Referring expression pointing data
↓

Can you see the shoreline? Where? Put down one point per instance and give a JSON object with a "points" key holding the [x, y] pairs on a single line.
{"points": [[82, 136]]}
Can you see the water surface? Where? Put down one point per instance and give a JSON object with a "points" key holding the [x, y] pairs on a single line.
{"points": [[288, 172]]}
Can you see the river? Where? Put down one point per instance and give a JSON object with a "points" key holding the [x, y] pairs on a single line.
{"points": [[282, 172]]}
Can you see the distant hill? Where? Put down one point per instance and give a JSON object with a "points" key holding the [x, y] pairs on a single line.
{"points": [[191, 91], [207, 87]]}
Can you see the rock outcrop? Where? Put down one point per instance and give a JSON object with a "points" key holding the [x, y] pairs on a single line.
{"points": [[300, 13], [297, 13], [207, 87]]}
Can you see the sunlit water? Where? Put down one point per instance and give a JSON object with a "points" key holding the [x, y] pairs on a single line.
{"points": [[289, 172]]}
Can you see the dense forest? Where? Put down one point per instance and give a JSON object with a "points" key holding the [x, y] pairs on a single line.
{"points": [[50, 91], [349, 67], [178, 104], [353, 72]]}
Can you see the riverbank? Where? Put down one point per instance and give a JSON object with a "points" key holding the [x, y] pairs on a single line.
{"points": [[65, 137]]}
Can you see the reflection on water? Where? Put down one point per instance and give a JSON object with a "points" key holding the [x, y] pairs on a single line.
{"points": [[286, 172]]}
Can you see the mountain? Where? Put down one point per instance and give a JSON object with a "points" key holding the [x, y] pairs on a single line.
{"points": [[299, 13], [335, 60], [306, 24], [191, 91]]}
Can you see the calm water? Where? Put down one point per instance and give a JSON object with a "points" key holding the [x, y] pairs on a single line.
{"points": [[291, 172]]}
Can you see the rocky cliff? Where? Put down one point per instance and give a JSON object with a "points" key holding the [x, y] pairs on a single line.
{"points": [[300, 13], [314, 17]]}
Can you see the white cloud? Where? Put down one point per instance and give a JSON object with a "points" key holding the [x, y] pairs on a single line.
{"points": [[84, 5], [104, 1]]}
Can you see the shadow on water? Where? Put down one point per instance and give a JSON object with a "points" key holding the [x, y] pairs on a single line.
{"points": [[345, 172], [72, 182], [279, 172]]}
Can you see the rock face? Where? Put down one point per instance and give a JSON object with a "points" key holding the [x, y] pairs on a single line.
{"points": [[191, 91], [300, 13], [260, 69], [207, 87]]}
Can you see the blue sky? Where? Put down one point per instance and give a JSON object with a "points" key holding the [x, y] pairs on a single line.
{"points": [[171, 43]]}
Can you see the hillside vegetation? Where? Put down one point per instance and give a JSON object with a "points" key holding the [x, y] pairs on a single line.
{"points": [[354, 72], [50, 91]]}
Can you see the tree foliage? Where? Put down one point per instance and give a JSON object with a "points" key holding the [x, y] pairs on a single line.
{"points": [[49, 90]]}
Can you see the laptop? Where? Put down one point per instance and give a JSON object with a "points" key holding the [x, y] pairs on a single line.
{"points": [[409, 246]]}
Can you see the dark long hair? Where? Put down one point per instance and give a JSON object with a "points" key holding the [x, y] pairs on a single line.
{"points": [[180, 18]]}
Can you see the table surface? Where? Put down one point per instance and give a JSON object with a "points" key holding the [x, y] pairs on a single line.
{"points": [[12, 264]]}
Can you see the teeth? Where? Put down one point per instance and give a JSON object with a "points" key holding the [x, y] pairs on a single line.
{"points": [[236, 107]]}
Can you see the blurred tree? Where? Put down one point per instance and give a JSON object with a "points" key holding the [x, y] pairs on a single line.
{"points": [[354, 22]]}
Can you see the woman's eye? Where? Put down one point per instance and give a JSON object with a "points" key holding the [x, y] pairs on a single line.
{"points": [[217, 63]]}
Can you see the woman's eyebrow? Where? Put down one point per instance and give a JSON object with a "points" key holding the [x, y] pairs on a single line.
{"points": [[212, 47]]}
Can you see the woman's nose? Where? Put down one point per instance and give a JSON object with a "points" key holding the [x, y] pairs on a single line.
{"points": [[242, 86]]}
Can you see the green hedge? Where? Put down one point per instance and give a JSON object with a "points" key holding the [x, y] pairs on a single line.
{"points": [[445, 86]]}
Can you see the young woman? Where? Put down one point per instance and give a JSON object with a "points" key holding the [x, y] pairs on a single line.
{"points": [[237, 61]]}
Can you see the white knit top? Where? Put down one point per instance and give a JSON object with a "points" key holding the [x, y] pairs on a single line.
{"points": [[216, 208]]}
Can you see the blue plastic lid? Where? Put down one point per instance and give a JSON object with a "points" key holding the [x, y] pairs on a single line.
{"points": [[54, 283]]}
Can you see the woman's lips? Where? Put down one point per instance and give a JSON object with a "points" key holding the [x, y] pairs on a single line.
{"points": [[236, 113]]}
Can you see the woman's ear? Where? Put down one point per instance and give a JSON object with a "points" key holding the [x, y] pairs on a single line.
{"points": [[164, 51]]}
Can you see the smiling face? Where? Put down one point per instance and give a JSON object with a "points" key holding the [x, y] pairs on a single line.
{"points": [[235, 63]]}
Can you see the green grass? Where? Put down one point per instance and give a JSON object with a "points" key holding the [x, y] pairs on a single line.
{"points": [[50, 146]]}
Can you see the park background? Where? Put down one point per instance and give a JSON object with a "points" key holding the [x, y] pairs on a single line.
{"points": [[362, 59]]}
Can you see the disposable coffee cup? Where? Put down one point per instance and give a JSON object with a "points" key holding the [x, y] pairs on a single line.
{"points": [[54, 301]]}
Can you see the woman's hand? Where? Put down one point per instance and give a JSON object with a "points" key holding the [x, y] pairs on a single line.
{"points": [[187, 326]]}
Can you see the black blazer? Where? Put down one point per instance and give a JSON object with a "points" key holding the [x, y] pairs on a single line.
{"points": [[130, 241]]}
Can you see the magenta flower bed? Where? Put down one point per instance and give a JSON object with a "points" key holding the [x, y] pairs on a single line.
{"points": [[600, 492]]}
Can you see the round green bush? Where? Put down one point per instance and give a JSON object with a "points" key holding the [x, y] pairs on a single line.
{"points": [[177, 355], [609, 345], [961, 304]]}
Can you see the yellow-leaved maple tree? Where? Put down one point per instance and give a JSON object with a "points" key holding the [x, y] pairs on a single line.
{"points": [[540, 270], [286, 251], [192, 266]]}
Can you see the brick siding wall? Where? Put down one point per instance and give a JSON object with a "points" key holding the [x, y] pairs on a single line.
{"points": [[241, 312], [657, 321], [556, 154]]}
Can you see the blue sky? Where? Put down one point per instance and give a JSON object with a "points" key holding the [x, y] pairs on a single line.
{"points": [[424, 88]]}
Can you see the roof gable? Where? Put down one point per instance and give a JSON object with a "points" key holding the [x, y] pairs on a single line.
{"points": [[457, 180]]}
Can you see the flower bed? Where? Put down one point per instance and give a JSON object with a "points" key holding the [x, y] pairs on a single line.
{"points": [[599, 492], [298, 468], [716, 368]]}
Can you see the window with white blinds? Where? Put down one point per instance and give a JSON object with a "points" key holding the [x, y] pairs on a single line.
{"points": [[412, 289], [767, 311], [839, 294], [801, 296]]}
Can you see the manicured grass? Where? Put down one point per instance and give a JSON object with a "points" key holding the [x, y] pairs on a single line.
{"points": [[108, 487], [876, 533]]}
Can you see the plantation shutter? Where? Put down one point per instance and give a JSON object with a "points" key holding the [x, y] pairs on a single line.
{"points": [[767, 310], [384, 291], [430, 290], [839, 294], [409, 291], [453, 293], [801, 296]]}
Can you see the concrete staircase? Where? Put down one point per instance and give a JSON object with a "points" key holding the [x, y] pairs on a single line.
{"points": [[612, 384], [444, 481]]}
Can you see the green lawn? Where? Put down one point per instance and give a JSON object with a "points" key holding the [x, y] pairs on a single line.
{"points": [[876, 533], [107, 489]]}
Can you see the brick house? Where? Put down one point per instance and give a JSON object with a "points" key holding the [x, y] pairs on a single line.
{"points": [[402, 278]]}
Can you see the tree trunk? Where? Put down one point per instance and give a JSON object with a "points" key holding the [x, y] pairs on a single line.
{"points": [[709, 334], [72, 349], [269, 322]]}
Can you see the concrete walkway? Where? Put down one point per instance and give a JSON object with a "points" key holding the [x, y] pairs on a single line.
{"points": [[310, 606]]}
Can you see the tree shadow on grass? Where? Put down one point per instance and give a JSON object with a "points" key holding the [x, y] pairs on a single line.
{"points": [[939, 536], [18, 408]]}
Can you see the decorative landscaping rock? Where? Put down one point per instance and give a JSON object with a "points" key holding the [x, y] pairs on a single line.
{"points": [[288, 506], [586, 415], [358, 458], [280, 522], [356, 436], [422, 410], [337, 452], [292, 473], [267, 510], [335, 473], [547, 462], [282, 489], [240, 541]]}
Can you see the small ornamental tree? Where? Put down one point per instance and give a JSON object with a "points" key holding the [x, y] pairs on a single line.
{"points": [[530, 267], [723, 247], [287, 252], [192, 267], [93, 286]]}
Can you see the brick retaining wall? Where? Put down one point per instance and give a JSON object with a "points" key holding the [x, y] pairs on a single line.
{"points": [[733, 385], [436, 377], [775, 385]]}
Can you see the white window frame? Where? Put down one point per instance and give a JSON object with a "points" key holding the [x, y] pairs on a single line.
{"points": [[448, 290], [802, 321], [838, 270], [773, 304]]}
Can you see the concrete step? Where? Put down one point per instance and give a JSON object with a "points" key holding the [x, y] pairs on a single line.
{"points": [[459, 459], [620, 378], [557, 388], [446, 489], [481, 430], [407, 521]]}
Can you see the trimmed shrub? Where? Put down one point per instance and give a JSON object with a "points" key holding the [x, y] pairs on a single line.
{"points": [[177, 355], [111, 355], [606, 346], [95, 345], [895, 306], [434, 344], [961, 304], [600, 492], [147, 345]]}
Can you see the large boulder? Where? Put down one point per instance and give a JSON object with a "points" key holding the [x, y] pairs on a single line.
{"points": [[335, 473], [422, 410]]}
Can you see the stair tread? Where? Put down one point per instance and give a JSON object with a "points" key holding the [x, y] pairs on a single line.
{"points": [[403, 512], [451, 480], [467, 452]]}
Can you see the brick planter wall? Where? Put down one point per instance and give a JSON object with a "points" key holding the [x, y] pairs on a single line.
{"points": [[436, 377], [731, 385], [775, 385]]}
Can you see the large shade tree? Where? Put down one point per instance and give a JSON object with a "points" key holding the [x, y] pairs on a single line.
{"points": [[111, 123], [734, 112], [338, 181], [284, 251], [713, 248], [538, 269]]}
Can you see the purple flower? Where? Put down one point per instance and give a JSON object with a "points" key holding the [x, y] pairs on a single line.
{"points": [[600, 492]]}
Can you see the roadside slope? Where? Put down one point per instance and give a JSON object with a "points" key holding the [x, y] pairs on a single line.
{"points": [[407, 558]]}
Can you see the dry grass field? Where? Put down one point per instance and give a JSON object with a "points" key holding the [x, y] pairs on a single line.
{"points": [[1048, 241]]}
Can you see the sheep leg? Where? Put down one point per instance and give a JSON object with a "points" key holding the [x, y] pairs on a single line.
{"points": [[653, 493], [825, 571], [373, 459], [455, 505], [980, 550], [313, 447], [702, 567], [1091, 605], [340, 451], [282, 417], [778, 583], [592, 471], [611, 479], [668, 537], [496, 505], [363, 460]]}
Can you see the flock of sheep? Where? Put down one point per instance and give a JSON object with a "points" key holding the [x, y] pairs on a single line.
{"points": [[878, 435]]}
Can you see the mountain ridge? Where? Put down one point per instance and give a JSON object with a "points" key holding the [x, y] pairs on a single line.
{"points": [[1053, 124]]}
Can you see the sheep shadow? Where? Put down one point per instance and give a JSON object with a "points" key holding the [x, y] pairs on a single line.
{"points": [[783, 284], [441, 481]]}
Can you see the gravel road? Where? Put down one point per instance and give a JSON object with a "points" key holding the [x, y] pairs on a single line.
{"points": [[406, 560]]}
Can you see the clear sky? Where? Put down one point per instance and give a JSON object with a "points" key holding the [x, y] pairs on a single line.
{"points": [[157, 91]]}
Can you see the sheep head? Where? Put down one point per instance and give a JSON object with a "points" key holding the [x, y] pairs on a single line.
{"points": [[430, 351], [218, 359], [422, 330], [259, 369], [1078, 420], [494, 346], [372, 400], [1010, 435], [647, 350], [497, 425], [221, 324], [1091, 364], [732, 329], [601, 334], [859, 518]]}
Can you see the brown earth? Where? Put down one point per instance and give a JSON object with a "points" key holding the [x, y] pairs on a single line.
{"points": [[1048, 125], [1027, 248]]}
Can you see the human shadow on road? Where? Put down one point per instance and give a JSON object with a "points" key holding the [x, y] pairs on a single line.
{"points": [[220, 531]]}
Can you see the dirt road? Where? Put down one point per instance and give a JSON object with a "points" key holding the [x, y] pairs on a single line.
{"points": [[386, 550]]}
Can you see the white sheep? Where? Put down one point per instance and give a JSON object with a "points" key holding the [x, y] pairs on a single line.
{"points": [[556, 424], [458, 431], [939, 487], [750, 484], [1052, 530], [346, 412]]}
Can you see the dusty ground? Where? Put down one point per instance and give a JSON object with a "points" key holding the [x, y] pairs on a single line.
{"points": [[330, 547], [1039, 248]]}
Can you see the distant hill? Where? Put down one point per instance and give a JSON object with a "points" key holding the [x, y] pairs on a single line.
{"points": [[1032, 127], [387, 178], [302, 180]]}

↑

_TASK ITEM:_
The answer should consist of the lines from the one with "Can you see the human" through the last line of the entries, duplicated exactly and nothing more.

_COMPLETED EXERCISE:_
Can you see the human shadow on road? Where? Put down one point per instance and give a JSON object with a "points" key holding the [x, y] pairs on a single line.
{"points": [[220, 531]]}
Can you see the dirt road? Where? Put down one point per instance and give a JSON object with a "points" key holding the [x, y] pairs on a single line.
{"points": [[386, 550]]}
Can you see the white sheep? Where? Put down one point per instance and give a JSON object with a "points" key holding the [x, y] pairs on a single line.
{"points": [[556, 424], [458, 431], [939, 487], [750, 484], [1052, 530], [346, 412]]}
Can you see the dusty ground? Where? Put down one point per instance and give a JSON object with a "points" key holding the [x, y] pairs on a single line.
{"points": [[330, 547], [1039, 248]]}
Can you see the distant hill? Where? Put down one point per instance and give a JSON object with a "points" key holding the [x, y] pairs on a single line.
{"points": [[1032, 127], [387, 178], [302, 180]]}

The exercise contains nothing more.